TASK DESCRIPTION: Rewrite everything from the line containing "Can you find the raised" down to the end of the records, putting "pin" in place of "marker" and keeping everything else the same.

-- Start INPUT FOR THIS TASK --

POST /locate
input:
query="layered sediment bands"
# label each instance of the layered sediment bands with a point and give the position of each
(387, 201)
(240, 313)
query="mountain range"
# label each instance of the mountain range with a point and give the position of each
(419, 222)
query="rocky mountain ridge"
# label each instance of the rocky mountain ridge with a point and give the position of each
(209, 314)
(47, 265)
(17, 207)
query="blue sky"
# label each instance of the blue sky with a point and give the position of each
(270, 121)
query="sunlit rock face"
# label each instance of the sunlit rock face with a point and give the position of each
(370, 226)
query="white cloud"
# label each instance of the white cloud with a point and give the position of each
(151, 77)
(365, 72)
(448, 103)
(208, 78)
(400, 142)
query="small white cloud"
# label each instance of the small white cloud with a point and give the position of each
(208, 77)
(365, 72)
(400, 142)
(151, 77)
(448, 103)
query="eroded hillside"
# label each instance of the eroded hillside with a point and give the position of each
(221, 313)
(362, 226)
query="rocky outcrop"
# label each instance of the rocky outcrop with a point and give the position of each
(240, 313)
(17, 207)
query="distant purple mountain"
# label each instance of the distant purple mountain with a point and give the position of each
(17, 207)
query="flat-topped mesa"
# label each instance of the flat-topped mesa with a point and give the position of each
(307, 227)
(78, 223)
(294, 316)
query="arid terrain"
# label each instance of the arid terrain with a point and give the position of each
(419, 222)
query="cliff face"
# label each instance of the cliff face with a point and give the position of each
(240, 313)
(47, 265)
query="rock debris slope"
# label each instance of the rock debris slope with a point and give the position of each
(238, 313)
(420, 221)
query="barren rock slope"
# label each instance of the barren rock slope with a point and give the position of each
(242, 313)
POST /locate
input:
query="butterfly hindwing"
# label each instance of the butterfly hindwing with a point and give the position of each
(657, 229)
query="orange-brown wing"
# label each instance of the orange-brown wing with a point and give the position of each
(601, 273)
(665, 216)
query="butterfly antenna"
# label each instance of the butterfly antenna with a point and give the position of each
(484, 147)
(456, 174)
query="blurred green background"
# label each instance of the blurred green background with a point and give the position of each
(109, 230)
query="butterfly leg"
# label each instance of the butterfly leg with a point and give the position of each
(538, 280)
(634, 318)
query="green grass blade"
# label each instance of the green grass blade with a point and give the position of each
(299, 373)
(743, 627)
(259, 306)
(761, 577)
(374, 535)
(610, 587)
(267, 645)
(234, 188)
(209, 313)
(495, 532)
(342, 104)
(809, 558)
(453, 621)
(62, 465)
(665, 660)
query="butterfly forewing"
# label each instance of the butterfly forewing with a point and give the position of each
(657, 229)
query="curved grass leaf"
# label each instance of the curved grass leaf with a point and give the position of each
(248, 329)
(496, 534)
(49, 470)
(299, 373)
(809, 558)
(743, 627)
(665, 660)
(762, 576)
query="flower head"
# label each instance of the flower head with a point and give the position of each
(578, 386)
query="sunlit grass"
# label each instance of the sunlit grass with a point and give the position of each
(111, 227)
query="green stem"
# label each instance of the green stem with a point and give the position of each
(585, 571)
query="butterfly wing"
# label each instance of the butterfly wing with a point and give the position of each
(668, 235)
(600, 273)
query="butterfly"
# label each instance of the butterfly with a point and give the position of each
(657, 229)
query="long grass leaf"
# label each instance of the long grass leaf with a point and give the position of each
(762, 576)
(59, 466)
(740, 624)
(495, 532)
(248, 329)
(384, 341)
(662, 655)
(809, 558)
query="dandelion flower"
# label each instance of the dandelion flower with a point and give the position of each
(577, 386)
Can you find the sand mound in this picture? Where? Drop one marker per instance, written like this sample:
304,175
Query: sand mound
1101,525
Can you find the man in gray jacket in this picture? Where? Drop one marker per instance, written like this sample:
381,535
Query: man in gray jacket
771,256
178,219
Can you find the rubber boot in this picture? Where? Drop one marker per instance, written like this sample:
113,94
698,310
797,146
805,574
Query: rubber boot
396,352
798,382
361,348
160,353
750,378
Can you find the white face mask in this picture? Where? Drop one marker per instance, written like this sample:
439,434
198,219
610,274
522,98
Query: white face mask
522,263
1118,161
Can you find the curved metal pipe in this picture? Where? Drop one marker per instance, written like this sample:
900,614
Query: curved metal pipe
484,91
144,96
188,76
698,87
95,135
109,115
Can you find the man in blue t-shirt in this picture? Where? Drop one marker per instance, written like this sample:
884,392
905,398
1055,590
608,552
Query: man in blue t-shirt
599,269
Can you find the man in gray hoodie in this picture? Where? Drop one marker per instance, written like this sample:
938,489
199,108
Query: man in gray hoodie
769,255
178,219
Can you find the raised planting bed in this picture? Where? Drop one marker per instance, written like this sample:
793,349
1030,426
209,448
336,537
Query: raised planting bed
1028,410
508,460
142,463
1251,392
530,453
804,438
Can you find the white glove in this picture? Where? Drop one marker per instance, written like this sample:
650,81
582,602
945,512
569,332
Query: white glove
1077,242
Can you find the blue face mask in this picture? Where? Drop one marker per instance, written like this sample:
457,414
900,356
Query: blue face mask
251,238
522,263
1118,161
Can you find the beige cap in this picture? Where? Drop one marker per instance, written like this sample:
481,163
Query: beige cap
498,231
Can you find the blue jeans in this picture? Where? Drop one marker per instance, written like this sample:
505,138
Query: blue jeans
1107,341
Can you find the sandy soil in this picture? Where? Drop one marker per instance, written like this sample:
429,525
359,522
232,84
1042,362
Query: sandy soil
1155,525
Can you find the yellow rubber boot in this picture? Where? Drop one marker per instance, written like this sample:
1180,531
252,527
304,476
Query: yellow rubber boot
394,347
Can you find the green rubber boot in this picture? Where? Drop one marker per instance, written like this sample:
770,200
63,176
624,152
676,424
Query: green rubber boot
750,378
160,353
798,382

-- End INPUT FOR THIS TASK --

OUTPUT FOR THIS EXERCISE:
Can you find the raised planting bed in this picture? Where? Drop one pin per instance, written like this sample:
793,349
1030,426
209,448
336,537
Query: raised planting bed
1028,410
508,460
142,463
1251,392
530,453
804,438
Can you find the white glove in this picture? Where? Drop one pin per instance, written like this sample:
650,81
582,602
945,512
569,332
Query: white glove
1077,242
Can you find the blue face mask in this picture? Where? Drop one pin per instance, written like this sample:
457,414
900,356
Query: blue face mask
251,238
522,263
1118,161
Can you find the beige cap in this picture? Where? Drop one pin per instance, written like this sample:
481,163
Query: beige cap
498,231
Can you find the blue jeans in this picture? Where? Drop one pin per instance, written like this sample:
505,138
Query: blue jeans
1107,341
Can you find the sandy soil in this picture? Where? Drop one pin per instance, written like this sample:
429,525
359,522
232,84
1042,362
Query: sandy soil
1155,525
Can you find the yellow rubber boot in this picture? Where? Drop one pin per instance, written like this sample:
1180,531
252,527
304,476
Query: yellow rubber boot
394,347
Can you find the green rubber boot in this picture? Where? Drop one pin per instance, written like this sample:
770,200
63,176
624,152
676,424
Query: green rubber boot
750,378
160,353
798,382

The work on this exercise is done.